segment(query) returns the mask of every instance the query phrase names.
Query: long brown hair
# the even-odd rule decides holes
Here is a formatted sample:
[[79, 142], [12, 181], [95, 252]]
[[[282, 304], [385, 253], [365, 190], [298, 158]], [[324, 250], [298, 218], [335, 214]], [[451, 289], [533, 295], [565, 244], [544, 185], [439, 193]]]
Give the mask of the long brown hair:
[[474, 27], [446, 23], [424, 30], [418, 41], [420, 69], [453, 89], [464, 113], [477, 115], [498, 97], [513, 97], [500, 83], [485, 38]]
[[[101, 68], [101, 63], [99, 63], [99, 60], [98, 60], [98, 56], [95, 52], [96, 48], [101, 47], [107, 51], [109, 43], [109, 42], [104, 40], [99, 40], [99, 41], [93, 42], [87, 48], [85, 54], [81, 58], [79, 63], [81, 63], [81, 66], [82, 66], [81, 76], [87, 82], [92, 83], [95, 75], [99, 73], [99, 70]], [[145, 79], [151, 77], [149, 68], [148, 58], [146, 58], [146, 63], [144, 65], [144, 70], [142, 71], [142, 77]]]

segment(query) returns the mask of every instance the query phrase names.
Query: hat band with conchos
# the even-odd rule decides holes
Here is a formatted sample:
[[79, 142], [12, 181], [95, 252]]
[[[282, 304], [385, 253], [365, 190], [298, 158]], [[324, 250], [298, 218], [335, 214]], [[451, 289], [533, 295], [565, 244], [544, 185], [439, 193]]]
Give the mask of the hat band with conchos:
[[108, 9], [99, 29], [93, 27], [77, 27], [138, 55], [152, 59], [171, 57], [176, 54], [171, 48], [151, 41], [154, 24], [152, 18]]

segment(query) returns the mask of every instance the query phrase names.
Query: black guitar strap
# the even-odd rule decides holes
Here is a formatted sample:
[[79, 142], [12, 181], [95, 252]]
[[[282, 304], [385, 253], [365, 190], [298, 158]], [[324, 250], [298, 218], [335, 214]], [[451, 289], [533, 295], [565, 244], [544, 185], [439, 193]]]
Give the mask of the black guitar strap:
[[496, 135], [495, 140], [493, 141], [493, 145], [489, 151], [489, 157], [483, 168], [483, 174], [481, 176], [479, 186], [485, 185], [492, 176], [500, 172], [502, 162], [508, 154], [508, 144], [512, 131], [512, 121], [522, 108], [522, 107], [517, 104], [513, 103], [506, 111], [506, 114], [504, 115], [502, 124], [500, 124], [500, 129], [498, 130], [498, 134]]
━━━━━━━━
Write out all of the records above exactly as they appear, line for line.

segment(query) returns the mask of every instance the query phrase names.
Query: long brown hair
# the even-odd rule decides holes
Here is a formatted sample:
[[79, 142], [12, 181], [95, 252]]
[[[282, 304], [385, 253], [365, 190], [298, 158]], [[324, 250], [298, 218], [335, 214]], [[451, 289], [533, 295], [565, 244], [544, 185], [439, 193]]]
Give the mask of the long brown hair:
[[474, 27], [446, 23], [424, 30], [418, 41], [420, 69], [453, 89], [464, 113], [477, 115], [498, 97], [513, 97], [500, 83], [485, 38]]
[[[101, 68], [101, 63], [99, 63], [99, 60], [98, 60], [98, 56], [95, 52], [96, 48], [101, 47], [107, 51], [109, 43], [109, 42], [104, 40], [99, 40], [99, 41], [93, 42], [87, 48], [85, 54], [81, 58], [79, 63], [81, 63], [81, 66], [82, 66], [81, 76], [87, 82], [92, 83], [95, 75], [99, 73], [99, 70]], [[145, 79], [151, 77], [149, 68], [148, 58], [146, 58], [146, 63], [144, 65], [144, 70], [142, 71], [142, 77]]]

segment(query) returns the mask of every instance the query phrase names.
Query: hat band with conchos
# the even-odd rule decides holes
Here is a formatted sample:
[[79, 142], [12, 181], [95, 252]]
[[[282, 304], [385, 253], [365, 190], [298, 158]], [[324, 250], [298, 218], [335, 214]], [[451, 289], [533, 295], [565, 244], [544, 185], [439, 193]]]
Give the mask of the hat band with conchos:
[[108, 9], [99, 29], [93, 27], [77, 27], [138, 55], [152, 59], [171, 57], [176, 54], [171, 48], [151, 41], [154, 24], [152, 18]]

segment(query) returns the mask of every instance the query phrase names.
Query: black guitar strap
# the even-odd rule decides holes
Here is a formatted sample:
[[79, 142], [12, 181], [95, 252]]
[[[282, 304], [385, 253], [365, 190], [298, 158]], [[324, 250], [298, 218], [335, 214]], [[451, 289], [533, 295], [565, 244], [544, 185], [439, 193]]]
Give the mask of the black guitar strap:
[[496, 135], [495, 140], [493, 141], [493, 145], [489, 151], [489, 157], [483, 168], [483, 174], [481, 176], [479, 186], [485, 185], [492, 176], [500, 172], [502, 162], [508, 154], [508, 144], [512, 131], [512, 121], [522, 108], [522, 107], [517, 104], [513, 103], [506, 111], [506, 114], [504, 115], [502, 124], [500, 124], [500, 129], [498, 130], [498, 134]]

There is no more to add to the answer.